§ **PROBLEM TO SOLVE**
Nothing in the entries may be dropped: restate them word for word.

------------------------------------------------------------

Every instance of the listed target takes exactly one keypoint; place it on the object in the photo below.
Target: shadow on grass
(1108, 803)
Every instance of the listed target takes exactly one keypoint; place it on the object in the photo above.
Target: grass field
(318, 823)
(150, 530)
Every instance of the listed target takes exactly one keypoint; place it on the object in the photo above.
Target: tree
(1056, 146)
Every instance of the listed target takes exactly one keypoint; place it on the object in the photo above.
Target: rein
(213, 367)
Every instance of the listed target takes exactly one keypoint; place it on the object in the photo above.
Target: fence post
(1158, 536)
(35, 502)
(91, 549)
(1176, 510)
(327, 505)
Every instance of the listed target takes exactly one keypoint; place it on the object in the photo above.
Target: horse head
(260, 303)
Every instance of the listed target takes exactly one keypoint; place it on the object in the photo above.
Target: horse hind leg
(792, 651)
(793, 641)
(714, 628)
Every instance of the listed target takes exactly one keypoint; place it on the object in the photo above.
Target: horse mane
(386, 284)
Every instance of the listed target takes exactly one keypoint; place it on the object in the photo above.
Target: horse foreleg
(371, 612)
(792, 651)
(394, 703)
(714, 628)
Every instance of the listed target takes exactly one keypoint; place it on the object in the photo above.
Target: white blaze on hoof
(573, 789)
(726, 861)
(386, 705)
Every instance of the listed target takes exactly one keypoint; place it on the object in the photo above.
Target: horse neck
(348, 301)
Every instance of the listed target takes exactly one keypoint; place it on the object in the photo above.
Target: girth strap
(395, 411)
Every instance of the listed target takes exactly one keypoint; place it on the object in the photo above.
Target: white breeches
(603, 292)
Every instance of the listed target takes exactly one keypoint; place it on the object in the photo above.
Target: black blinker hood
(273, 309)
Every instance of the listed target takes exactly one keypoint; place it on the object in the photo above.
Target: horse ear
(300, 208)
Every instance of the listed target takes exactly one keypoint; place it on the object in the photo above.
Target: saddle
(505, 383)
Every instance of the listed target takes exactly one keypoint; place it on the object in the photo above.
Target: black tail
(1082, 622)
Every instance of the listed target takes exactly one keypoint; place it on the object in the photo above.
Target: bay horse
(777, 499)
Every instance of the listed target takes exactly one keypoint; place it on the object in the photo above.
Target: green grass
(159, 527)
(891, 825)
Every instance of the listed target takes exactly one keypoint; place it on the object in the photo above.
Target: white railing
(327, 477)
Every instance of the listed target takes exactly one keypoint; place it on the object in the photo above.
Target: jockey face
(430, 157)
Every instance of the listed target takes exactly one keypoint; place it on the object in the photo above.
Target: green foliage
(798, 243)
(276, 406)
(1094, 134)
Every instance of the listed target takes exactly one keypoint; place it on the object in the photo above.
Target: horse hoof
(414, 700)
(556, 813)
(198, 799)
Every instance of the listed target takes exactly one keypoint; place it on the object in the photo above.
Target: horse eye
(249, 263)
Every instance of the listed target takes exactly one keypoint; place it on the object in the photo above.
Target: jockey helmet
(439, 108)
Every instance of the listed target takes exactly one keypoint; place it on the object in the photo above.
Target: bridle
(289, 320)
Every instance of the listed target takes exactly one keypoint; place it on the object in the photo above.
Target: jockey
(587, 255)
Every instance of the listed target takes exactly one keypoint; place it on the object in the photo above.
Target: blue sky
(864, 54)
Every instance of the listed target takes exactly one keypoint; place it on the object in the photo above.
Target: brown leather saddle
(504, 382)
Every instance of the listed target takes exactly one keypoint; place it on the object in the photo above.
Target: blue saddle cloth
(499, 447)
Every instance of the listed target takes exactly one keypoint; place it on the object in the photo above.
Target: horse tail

------------------------------------------------------------

§ **ANSWER**
Every instance of the listed target takes exactly one keypoint; place it on the object in the photo below.
Target: shadow on grass
(1108, 803)
Every instance of the listed target takes exactly one keypoint; place it on the object in the photo above.
Target: grass field
(318, 823)
(150, 530)
Every instance of the listed target takes exactly one keypoint; place it on the object in the photo above.
Target: tree
(1056, 146)
Every instance of the listed target takes exactly one keypoint; place it on the object in the photo above.
Target: rein
(213, 367)
Every instance of the listed target takes exactly one keypoint; place it on the object in the photo above.
Target: fence post
(1158, 536)
(35, 502)
(91, 549)
(1176, 510)
(327, 505)
Every instance of the listed target takes exactly one keypoint; place it on the object in the photo above.
Target: horse head
(260, 303)
Every instance of the listed target takes exactly one keypoint; place it on the object in the photo above.
Target: horse hind leg
(792, 651)
(793, 641)
(714, 628)
Every instance of the listed target takes exactly one keypoint; place it on the object in the photo above.
Target: horse mane
(386, 284)
Every instance of the listed target takes exactly one keypoint; place it on the object in the photo above.
Target: horse foreleg
(371, 612)
(792, 651)
(394, 703)
(714, 628)
Every instance of the listed target takes exactly one keypoint; place it on the object in the photo above.
Target: white blaze on hoof
(573, 789)
(726, 861)
(386, 705)
Every instance of the listed target takes exactly one keypoint; place it on the object in the photo above.
Target: horse neck
(348, 301)
Every instance of the listed target takes exactly one keypoint; place it on the object in the photo above.
Target: girth strap
(395, 411)
Every instance of the listed target takes exactly one keypoint; place it on the object in the photo above.
Target: white breeches
(603, 292)
Every instance of the listed target takes exactly one keypoint; place it on the object in the photo above.
Target: black blinker hood
(273, 309)
Every instance of the listed target takes exactly one keypoint; place it on the object in the photo above.
Target: horse ear
(300, 208)
Every instance of the listed target takes exactly one keypoint; place it on the object in the photo above.
Target: saddle
(505, 383)
Every instance of the listed target takes exactly one keypoint; place it on the object in the photo above.
Target: black tail
(1082, 622)
Every instance of the listed target takes exactly one keypoint; place it on the object in the photo above.
Target: bay horse
(777, 499)
Every instance of the listed target takes exactly one keypoint; place it on the object in the photo above.
Target: green grass
(159, 527)
(891, 825)
Every instance of the listed target takes exactly one keypoint; place it on the object in the photo above.
Target: white railing
(327, 477)
Every instance of the listed target takes exactly one keypoint; place it on the object in the photo above.
Target: jockey face
(430, 157)
Every instance of the listed target takes exactly one keypoint; place it on the object in the photo above.
Target: green foliage
(798, 243)
(276, 406)
(1094, 134)
Every instance of the listed target takes exactly one keypoint; place it on the object in the photo above.
Target: horse hoof
(414, 700)
(556, 813)
(198, 799)
Every instance of the listed target takes exactly one keypoint; place it on the object in the photo above.
Target: horse eye
(249, 263)
Every instance of the listed target takes exactly one keypoint; place it on the object in the photo above.
Target: jockey helmet
(439, 108)
Every instance of the listed target takes exactly one keypoint; place it on the object in the photo above.
Target: bridle
(289, 320)
Every instance of the listed target takes exactly one keypoint; place it on the object in the photo above.
Target: jockey
(587, 255)
Every instance of the listed target takes exactly one keypoint; place it on the object in the photo above.
Target: blue sky
(864, 54)
Every instance of the listed target takes exactly one keypoint; place it on the object in the photo above.
Target: brown leather saddle
(504, 382)
Every instance of the listed target takes exactly one keypoint; place it on the object in the photo above.
Target: blue saddle cloth
(499, 447)
Every instance of the listed target takes exactly one keypoint; place it on the object in the photo above.
Target: horse tail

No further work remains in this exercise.